>> Start TASK INPUTS
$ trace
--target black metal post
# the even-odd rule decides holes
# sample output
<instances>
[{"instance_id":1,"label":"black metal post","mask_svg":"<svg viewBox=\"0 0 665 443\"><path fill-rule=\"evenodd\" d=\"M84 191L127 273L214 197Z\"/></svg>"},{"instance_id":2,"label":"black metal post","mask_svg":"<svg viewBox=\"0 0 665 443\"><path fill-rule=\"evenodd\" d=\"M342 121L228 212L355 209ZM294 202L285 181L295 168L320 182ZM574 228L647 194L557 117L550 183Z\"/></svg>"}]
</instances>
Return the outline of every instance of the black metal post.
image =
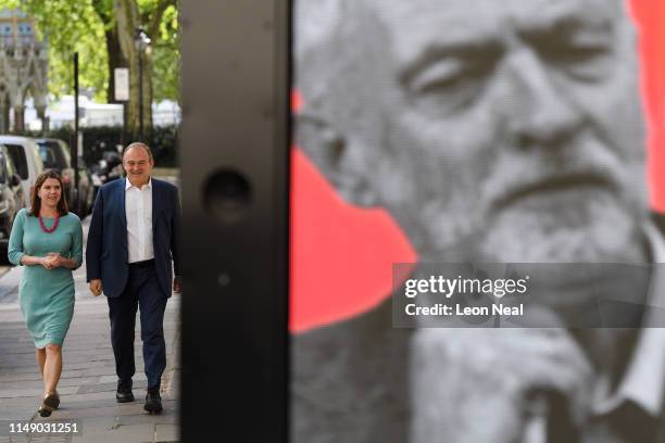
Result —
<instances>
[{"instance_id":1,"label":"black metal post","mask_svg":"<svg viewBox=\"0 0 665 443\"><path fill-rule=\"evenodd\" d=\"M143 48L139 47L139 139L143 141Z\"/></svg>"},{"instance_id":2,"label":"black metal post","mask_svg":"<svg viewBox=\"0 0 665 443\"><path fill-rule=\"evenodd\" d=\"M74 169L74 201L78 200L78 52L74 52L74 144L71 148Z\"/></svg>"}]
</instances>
>> End TASK INPUTS
>> Start TASK INPUTS
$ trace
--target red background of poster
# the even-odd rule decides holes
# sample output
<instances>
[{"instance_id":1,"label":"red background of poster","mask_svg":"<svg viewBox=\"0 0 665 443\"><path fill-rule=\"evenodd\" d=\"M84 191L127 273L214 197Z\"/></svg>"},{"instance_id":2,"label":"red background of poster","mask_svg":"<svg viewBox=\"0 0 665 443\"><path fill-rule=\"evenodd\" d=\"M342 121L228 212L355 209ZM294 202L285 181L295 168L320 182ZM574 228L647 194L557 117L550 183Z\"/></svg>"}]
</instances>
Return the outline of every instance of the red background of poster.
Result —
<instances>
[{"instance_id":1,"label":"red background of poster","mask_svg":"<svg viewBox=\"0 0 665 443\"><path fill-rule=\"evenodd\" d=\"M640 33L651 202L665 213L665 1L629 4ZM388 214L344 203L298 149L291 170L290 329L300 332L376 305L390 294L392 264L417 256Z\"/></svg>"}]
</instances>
>> End TASK INPUTS
• **STATED EXERCISE**
Return each line of the data above that contains the word "every", reproduced in full.

• **OUTPUT FOR THIS TASK**
Return the outline of every instance of the black metal post.
Return the outline of every instance of the red background of poster.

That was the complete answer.